🤖 AI Summary
This work systematically evaluates the capability of vision-language models (VLMs) to interpret speech acoustic visualizations—specifically spectrograms and waveforms—with phoneme-level linguistic understanding and transcription ability, akin to human phoneticians.
Method: We introduce the first large-scale, stylistically consistent English word–acoustic visualization dataset (>4,000 paired samples), design a phoneme-edit-distance-based multiple-choice task with distractors, and benchmark state-of-the-art VLMs under both zero-shot and fine-tuned settings.
Contribution/Results: Empirical results show that current VLMs perform near chance level, indicating that end-to-end cross-modal learning alone is insufficient for acquiring structured phonological knowledge. This study provides the first systematic evidence of a fundamental limitation in VLMs’ comprehension of speech visualizations and argues that integrating domain-specific priors—such as phonotactic constraints or dedicated speech decoding modules—is essential to enable expert-level cross-modal reasoning.

##########

**WHAT TO WORK ON**.
1. Rewrite the summary of the spectrogram study between "Method: We introduce" and "and fine-tuned settings.", inclusive, using "decoy options" in place of "distractors".
2. Pick up the summary of the spectrogram study after its last sentence and keep writing it.

##########

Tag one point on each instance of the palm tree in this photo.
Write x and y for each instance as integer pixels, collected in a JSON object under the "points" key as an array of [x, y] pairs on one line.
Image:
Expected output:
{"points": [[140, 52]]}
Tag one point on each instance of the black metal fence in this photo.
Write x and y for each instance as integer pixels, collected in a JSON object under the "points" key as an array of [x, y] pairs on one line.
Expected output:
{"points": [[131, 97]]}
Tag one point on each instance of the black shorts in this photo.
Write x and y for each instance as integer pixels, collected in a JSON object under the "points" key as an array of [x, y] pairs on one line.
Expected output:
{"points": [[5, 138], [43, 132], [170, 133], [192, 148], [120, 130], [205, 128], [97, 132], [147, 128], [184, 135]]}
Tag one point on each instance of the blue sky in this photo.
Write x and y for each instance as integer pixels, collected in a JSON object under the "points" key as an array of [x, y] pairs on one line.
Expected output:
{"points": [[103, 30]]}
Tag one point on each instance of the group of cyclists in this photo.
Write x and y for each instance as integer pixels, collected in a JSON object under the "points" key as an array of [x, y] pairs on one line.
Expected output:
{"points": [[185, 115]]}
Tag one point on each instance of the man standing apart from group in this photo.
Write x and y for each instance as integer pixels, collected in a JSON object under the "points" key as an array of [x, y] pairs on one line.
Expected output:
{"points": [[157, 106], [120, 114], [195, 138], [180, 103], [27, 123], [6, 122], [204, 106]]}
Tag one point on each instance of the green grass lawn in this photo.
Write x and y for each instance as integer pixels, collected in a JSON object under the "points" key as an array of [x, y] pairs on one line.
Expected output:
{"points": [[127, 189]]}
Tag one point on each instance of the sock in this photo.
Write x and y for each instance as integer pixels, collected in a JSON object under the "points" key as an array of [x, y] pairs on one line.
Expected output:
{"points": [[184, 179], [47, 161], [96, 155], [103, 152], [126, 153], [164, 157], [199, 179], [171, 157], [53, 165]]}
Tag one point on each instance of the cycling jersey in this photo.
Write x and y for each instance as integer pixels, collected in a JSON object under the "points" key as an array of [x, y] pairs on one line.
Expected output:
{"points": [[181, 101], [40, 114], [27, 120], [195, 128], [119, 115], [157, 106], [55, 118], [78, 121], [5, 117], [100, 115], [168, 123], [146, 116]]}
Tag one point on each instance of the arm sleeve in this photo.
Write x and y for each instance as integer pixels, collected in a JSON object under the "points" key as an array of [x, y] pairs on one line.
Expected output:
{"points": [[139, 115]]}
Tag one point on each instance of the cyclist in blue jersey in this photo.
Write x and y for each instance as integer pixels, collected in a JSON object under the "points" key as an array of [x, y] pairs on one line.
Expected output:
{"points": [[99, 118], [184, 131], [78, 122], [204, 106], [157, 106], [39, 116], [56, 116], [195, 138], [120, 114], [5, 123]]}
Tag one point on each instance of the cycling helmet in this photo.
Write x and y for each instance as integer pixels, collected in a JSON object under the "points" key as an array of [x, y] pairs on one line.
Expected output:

##########

**RESPONSES PER TASK**.
1.
Method: We introduce the first large-scale, stylistically consistent English word–acoustic visualization dataset (>4,000 paired samples), design a phoneme-edit-distance-based multiple-choice task with decoy options, and benchmark state-of-the-art VLMs under both zero-shot and fine-tuned settings.

2.
📝 Abstract
With the rise of Large Language Models (LLMs) and their vision-enabled counterparts (VLMs), numerous works have investigated their capabilities in tasks that fuse the modalities of vision and language. In this work, we benchmark the extent to which VLMs are able to act as highly-trained phoneticians, interpreting spectrograms and waveforms of speech. To do this, we synthesise a novel dataset containing 4k+ English words spoken in isolation alongside stylistically consistent spectrogram and waveform figures. We test the ability of VLMs to understand these representations of speech through a multiple-choice task whereby models must predict the correct phonemic or graphemic transcription of a spoken word when presented amongst 3 distractor transcriptions that have been selected based on their phonemic edit distance to the ground truth. We observe that both zero-shot and finetuned models rarely perform above chance, demonstrating the requirement for specific parametric knowledge of how to interpret such figures, rather than paired samples alone.